[YOUR OBJECTIVE]
Reproduce each line of the records below word for word, keeping their order.
** Start DATA SHOWN **
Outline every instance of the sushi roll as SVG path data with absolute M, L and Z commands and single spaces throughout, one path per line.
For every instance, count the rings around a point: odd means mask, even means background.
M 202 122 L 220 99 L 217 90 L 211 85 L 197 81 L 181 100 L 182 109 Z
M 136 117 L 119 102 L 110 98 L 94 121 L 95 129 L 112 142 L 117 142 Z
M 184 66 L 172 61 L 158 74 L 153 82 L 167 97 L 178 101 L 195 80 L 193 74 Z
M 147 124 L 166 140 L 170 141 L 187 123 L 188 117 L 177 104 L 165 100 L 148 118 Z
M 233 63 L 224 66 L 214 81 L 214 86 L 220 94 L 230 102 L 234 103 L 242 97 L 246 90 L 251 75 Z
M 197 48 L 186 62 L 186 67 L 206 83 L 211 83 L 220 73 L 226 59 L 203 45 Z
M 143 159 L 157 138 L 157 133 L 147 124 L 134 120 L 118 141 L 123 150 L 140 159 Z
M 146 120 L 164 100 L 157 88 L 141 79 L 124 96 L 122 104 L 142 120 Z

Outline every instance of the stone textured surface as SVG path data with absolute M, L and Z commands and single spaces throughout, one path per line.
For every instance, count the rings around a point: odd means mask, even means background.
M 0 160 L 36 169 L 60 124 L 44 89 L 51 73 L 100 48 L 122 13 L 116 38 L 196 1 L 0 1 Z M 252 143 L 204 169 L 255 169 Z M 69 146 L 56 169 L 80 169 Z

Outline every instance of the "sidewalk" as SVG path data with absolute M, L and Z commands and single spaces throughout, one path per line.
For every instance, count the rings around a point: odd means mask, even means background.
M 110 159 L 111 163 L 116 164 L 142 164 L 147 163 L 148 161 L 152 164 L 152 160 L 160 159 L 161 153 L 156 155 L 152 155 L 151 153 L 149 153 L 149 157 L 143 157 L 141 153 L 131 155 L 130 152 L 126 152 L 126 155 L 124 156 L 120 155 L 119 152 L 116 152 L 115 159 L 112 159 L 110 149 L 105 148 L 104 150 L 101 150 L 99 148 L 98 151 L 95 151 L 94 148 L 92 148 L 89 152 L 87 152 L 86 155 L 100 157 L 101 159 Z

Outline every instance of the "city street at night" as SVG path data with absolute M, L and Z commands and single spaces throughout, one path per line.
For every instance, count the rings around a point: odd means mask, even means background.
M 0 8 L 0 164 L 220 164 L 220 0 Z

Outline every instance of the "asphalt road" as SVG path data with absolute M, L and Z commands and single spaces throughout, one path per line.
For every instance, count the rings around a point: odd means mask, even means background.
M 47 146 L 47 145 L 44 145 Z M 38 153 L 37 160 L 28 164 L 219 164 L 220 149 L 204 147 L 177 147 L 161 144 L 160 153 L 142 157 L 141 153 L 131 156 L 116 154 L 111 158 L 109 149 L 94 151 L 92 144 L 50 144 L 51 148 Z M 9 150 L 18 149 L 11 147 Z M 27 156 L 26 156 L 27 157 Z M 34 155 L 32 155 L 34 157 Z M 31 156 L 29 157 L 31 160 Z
** End DATA SHOWN **
[RESPONSE]
Outline every instance of the sushi roll as SVG path data with absolute M, L and Z commands and single spaces throughout, one path per line.
For every instance, count the rings around a point: odd means mask, even means background.
M 202 122 L 220 99 L 217 90 L 211 85 L 197 81 L 181 100 L 182 109 Z
M 136 117 L 119 102 L 110 98 L 94 121 L 95 129 L 112 142 L 117 142 Z
M 184 66 L 172 61 L 158 74 L 153 82 L 167 97 L 178 101 L 195 80 L 193 74 Z
M 147 124 L 166 140 L 170 141 L 187 123 L 188 117 L 177 104 L 165 100 L 148 118 Z
M 233 63 L 224 66 L 214 81 L 214 86 L 220 94 L 230 102 L 234 103 L 242 97 L 246 90 L 251 75 Z
M 197 48 L 186 62 L 186 67 L 206 83 L 211 83 L 220 73 L 226 59 L 203 45 Z
M 143 159 L 157 138 L 157 133 L 147 124 L 134 120 L 118 141 L 123 150 L 140 159 Z
M 146 120 L 164 100 L 157 88 L 141 79 L 124 96 L 122 104 L 142 120 Z

Outline every instance of the stone textured surface as SVG path data with absolute M, L and Z commands and single spaces throughout, one path per line.
For every instance, count the rings around a point: odd means mask, even means background.
M 0 160 L 36 169 L 60 124 L 44 89 L 51 73 L 100 48 L 122 13 L 116 38 L 196 1 L 0 1 Z M 252 143 L 204 169 L 255 169 Z M 69 146 L 56 169 L 80 169 Z

Outline every instance of the "sidewalk" as SVG path data with absolute M, L and Z commands and single spaces throughout, one path per line.
For every instance, count the rings around a point: odd means mask, even means background.
M 110 159 L 111 163 L 116 164 L 142 164 L 147 163 L 148 161 L 152 164 L 152 160 L 160 159 L 161 153 L 156 155 L 152 155 L 151 153 L 149 153 L 149 157 L 143 157 L 141 153 L 131 155 L 130 152 L 126 152 L 126 155 L 124 156 L 120 155 L 119 152 L 116 152 L 115 159 L 112 159 L 110 149 L 105 148 L 104 150 L 101 150 L 99 148 L 98 151 L 95 151 L 94 148 L 92 148 L 89 152 L 87 152 L 86 155 L 100 157 L 101 159 Z

Outline every instance of the "city street at night" as SVG path data with absolute M, L and Z commands and single spaces throughout, one path per line.
For every instance, count the rings around a point: odd means mask, even means background.
M 0 8 L 0 164 L 220 164 L 220 0 Z

Outline every instance of the "asphalt road" as SVG path data with absolute M, L and Z commands and single spaces throughout, one path per line.
For every instance, count the rings around a point: odd means mask, even means background.
M 47 146 L 47 145 L 44 145 Z M 38 153 L 37 160 L 28 164 L 219 164 L 220 149 L 204 147 L 177 147 L 161 144 L 160 153 L 142 157 L 141 153 L 131 156 L 116 154 L 111 158 L 109 149 L 94 151 L 92 144 L 50 144 L 51 148 Z M 9 150 L 18 149 L 11 147 Z M 27 156 L 26 156 L 27 157 Z M 34 155 L 32 155 L 34 157 Z M 31 156 L 29 157 L 31 160 Z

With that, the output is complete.